*EXTRAIT CHOISI:*

- - -

Il était aussi assez difficile d’avoir une vue globale de la situation dans la région parce que les unités sur le terrain des organisations internationales ou des organisations humanitaires, telles que le CICR et le HCR, envoyaient leurs informations à Genève. La synthèse pouvait se faire à Genève plutôt qu’à Sarajevo.
Lorsque j’étais sur place, je me suis efforcé de recueillir le maximum d’informations, d’essayer de les pondérer et de rapporter aussi honnêtement que possible ce que j’entendais et dont j’ai été témoin.Cependant, je n’ai pu être témoin direct de rien pour ce qui concerne Srebrenica puisque je n’ai jamais eu la possibilité de me rendre dans la zone occupée par les Bosno-Serbes. Je n’ai pu aller qu’à Pale, mais pas dans les autres enclaves.
Troisième point, la FORPRONU avait une tâche difficile pour cinq raisons.
Première raison, la FORPRONU devait s’interposer entre des belligérants qui ne voulaient pas qu’elle s’interpose. Elle devait donc s’efforcer de gagner la sympathie ou, du moins, la confiance de chaque camp, mais immédiatement chaque camp la soupçonnait d’être favorable à l’autre et donc de ne pas être impartiale. La FORPRONU était donc en permanence sur le qui-vive et confrontée à ce problème de relations avec chacune des deux entités en guerre.
Deuxième raison, la FORPRONU devait s’abstenir de tout jugement sur la situation en Bosnie-Herzégovine. C’était la guerre, elle comptait les coups, elle disposait d’observateurs qui rapportaient que tel camp avait tiré tant de coups avec des canons de tant de millimètres, mais ne pouvait jamais dire qui était blanc, qui était noir, qui avait raison, qui avait tort, qui aurait dû faire cela ou ne pas le faire. La FORPRONU ne pouvait qu’observer, rendre compte, tenter dans le meilleur des cas d’obtenir des cessez-le-feu et de faire parvenir de l’aide alimentaire.
Troisième raison, la FORPRONU n’avait pas les moyens de mettre en _uvre les décisions qui avaient été prises par la communauté internationale. En effet, l’équipement dont elle disposait relevait du chapitre VI de la Charte des Nations unies, c’est-à-dire le maintien de la paix, alors qu’on lui demandait d’imposer la paix entre des belligérants qui ne voulaient pas la faire. Elle devait donc réaliser une mission du chapitre VII avec des équipements du chapitre VI. La FORPRONU ne pouvait rien lorsque l’un des camps était décidé à nettoyer, par exemple, l’enclave de Srebrenica.
Quatrième difficulté que la FORPRONU rencontrait : elle a vite été réduite pratiquement à une mission quasiment humanitaire qu’elle a effectuée aussi bien que possible en essayant de rétablir l’eau, le gaz, l’électricité. J’ai été témoin des difficultés que la FORPRONU rencontrait, elle a agi -en tout cas, les éléments français avec lesquels j’avais plus de rapports- avec beaucoup de courage, de compétence, et de discipline. Les cas d’indiscipline ont été pratiquement inexistants dans les forces françaises, ce qui n’a pas toujours été le cas d’unités d’autres pays.

- - -

*DONNÉES FOURNIES:*
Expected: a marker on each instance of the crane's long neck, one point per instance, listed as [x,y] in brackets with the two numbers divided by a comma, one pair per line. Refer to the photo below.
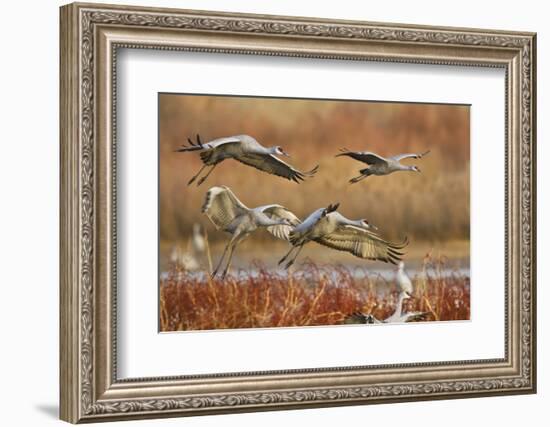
[265,221]
[405,168]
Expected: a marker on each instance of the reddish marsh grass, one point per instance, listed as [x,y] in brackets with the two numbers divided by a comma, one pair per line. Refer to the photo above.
[310,295]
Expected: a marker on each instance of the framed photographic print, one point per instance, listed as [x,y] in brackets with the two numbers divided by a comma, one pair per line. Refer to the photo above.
[263,212]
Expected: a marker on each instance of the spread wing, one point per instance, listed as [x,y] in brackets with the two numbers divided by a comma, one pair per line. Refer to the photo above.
[363,244]
[221,206]
[280,212]
[272,165]
[363,156]
[410,156]
[300,231]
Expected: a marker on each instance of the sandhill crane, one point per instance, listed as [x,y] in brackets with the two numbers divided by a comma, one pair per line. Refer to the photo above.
[379,165]
[358,318]
[229,214]
[330,228]
[183,259]
[398,316]
[246,150]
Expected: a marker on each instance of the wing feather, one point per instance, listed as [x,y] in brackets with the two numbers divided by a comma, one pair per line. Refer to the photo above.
[363,156]
[280,212]
[272,165]
[363,244]
[221,206]
[400,157]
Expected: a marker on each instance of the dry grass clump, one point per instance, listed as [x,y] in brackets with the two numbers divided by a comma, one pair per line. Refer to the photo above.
[310,295]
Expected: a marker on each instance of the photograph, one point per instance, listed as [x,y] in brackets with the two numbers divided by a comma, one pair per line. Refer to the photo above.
[290,212]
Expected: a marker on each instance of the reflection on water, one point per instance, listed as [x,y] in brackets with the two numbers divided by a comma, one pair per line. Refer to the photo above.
[384,274]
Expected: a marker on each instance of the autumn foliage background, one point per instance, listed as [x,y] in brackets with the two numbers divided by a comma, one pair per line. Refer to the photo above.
[431,208]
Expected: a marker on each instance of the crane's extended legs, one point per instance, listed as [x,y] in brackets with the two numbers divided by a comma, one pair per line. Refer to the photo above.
[288,264]
[230,256]
[357,179]
[221,259]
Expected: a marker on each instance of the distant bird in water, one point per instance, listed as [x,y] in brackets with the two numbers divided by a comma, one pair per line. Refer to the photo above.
[379,165]
[229,214]
[330,228]
[247,150]
[359,318]
[398,316]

- - -

Répondez à ces questions sur l'extrait consacré à la FORPRONU.
1. À quelle ville les unités sur le terrain du CICR et du HCR envoyaient-elles leurs informations ?
2. D'après la deuxième raison, de quoi la FORPRONU devait-elle s'abstenir ?
3. Quels services la FORPRONU essayait-elle de rétablir dans sa mission quasiment humanitaire ?

*SOLUTION CI-DESSOUS:*
1. À Genève.
2. De tout jugement sur la situation en Bosnie-Herzégovine.
3. L'eau, le gaz et l'électricité.